Available records
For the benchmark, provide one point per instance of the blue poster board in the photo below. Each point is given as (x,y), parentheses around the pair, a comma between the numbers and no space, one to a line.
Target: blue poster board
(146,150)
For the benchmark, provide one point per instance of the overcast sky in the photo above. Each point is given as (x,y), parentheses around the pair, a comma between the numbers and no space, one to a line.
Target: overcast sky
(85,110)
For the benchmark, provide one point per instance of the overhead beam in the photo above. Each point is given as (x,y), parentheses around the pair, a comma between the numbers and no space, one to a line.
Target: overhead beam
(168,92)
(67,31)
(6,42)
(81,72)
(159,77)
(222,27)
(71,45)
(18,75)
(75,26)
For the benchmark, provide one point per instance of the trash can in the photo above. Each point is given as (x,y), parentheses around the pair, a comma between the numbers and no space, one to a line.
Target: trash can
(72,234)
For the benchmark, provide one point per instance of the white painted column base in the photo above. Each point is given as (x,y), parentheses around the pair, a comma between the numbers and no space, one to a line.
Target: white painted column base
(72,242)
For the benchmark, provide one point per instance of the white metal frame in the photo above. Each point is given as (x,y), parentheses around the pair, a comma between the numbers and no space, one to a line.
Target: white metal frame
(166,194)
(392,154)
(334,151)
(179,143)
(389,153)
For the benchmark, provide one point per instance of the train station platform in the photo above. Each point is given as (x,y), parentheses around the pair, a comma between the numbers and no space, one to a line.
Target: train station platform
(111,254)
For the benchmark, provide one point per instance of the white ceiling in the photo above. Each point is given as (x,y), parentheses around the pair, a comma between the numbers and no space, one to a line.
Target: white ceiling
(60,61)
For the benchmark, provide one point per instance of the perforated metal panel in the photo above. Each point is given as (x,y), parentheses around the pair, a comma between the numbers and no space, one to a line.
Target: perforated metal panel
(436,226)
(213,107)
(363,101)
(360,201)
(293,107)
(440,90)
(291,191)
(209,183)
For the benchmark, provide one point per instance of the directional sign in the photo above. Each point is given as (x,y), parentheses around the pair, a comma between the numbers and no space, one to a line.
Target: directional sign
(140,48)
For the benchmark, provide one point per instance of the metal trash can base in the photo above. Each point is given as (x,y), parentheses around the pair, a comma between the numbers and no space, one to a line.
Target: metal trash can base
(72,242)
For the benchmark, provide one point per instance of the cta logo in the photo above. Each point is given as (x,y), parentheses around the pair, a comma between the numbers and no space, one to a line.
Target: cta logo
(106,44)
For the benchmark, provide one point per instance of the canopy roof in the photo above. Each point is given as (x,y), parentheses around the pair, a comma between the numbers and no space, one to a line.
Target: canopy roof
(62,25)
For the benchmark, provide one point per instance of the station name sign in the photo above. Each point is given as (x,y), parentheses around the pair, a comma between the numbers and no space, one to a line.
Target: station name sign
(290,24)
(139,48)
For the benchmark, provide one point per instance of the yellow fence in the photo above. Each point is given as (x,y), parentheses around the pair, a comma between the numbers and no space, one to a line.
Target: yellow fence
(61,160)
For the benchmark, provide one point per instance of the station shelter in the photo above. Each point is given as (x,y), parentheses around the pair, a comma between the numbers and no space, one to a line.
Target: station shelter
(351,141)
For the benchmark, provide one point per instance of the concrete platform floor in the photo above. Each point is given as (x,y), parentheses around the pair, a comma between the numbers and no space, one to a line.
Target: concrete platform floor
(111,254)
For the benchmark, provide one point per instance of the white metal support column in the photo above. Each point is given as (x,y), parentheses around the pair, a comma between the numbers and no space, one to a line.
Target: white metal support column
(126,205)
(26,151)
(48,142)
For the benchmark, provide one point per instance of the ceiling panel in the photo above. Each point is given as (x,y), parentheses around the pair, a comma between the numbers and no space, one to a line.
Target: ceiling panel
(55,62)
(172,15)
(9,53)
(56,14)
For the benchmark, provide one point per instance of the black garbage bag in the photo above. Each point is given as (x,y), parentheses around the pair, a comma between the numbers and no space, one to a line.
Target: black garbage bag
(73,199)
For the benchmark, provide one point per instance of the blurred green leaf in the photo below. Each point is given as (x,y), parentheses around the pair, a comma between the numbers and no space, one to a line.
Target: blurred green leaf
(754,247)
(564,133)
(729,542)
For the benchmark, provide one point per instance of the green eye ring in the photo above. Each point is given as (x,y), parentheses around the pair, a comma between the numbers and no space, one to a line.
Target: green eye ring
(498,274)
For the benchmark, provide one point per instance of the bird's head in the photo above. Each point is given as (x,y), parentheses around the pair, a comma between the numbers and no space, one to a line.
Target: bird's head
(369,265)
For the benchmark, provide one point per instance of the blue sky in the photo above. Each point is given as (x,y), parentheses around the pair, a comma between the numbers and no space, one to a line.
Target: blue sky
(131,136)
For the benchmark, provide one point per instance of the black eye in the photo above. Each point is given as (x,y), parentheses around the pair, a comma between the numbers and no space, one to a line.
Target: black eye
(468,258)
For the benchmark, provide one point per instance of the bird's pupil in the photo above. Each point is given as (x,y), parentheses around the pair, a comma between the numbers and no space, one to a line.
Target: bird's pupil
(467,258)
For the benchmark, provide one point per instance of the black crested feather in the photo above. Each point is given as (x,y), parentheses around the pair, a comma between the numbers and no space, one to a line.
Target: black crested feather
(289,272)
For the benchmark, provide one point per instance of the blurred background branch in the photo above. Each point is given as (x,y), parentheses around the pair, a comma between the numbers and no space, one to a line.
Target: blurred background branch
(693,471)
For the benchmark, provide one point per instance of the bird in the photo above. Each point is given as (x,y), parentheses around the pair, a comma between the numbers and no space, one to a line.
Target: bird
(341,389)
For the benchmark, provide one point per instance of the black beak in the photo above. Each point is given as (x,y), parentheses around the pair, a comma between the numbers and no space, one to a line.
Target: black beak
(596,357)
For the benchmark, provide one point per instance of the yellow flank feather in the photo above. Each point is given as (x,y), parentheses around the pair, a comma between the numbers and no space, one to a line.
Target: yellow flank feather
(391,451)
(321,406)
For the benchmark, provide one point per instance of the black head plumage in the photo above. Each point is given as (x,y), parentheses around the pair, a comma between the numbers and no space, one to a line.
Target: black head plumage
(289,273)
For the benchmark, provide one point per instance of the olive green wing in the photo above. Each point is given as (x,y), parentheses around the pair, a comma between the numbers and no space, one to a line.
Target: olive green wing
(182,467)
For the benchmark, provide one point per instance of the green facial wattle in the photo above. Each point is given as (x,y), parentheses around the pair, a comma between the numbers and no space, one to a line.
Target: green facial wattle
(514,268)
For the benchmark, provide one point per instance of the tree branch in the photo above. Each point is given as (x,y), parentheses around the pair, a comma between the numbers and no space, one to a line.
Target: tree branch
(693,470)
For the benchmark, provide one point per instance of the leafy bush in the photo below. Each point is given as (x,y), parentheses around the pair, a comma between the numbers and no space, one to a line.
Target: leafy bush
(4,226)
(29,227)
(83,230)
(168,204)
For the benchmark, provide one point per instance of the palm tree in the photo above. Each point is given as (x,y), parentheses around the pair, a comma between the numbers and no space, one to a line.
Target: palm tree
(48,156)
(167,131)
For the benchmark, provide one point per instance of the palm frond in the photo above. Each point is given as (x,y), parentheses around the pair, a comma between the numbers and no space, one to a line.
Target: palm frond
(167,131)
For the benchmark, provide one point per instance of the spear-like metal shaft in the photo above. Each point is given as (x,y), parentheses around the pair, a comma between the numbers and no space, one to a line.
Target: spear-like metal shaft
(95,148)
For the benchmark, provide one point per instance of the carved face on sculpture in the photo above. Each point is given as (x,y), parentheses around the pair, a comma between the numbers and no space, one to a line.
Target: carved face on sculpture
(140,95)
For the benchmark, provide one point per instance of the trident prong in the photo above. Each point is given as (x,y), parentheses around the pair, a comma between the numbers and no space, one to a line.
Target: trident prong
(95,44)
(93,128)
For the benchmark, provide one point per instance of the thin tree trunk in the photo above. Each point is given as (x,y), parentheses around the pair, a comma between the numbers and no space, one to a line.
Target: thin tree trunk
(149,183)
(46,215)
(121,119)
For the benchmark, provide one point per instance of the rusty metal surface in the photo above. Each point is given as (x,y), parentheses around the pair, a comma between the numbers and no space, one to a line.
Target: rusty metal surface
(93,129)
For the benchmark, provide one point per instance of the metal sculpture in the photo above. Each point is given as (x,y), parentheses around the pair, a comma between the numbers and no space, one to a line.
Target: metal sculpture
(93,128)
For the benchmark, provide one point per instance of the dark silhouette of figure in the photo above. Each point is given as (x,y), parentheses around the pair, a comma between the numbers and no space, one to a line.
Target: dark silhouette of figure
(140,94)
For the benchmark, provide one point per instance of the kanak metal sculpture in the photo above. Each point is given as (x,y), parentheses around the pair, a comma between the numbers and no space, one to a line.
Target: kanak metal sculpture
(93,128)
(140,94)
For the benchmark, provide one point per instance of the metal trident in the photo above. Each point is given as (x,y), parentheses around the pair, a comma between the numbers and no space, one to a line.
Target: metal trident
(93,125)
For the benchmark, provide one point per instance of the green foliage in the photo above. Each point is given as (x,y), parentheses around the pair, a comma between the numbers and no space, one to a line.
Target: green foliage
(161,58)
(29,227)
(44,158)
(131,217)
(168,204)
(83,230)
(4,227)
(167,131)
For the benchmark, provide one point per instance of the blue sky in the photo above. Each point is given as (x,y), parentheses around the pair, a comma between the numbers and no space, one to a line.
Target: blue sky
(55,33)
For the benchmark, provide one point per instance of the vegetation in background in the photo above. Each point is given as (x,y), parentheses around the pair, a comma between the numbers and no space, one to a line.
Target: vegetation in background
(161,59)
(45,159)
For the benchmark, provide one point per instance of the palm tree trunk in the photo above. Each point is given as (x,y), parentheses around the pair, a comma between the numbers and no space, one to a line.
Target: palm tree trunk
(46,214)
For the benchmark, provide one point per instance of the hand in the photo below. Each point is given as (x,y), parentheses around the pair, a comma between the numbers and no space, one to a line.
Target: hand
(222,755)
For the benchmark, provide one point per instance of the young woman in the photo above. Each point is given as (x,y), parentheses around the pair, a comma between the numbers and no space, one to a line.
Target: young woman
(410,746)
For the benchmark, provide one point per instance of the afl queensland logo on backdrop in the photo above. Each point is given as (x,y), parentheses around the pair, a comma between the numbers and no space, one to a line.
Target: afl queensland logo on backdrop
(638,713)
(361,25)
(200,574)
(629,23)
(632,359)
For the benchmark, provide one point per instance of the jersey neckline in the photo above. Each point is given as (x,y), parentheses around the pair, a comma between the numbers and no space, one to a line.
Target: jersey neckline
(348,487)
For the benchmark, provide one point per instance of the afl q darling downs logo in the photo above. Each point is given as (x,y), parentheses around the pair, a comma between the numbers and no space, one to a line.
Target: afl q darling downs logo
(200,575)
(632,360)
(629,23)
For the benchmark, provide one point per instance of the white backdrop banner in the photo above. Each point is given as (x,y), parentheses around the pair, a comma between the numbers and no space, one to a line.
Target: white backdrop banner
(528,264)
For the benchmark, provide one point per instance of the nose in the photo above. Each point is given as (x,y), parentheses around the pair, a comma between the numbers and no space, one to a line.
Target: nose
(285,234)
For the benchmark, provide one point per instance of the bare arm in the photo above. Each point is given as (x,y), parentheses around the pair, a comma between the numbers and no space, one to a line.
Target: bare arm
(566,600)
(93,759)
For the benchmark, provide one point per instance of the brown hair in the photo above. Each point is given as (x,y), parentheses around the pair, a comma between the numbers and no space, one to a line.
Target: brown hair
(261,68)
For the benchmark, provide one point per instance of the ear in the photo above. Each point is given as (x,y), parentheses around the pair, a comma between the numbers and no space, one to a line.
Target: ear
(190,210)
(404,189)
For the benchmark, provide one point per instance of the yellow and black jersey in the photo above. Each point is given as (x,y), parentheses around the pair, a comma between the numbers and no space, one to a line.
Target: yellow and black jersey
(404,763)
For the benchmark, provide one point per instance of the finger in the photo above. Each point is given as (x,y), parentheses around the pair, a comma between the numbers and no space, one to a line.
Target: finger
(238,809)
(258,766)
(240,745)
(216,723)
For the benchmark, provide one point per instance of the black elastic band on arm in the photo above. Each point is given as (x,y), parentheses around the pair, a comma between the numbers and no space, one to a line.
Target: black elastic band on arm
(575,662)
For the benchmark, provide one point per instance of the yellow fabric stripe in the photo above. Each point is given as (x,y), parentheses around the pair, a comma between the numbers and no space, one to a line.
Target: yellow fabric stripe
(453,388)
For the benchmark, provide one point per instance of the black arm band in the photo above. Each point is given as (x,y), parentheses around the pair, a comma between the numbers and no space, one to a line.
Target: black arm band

Exercise task
Return the lines beginning at the one that contains "the yellow and" and continuing through the last line of the data, exactly as they stand and without any others.

Expected output
For the benchmark, provide one point per instance of the yellow and black jersey in the photo above. Each point is given as (x,y), parentheses around the pair, a comma between the numbers and no space, one to a line.
Target: yellow and black jersey
(404,763)
For the benchmark, provide one point per instance of the finger in the photo above. Each point is given as (x,y), parentheses around the pair, a comma between the numbers and no space, one to a line.
Target: finger
(238,809)
(258,766)
(240,745)
(216,723)
For the benchmark, provide one point per instance of the black elastic band on arm in the photo above. Each point is given as (x,y), parentheses around the pair, a comma between the numbers and no space, one to a line.
Target: black elastic band on arm
(575,662)
For the benchmark, provide one point per instance of the yellow fabric stripe in the photo above. Each point is given as (x,y), parentheses around the pair, a comma between the numbers and no space, one to a line.
Target: yellow fabric stripe
(453,388)
For the benchmark, provide one point per instance of the black arm band in the photo above. Each point is given as (x,y), parentheses around the pair, a comma between the numbers and no space, one to a line.
Target: black arm band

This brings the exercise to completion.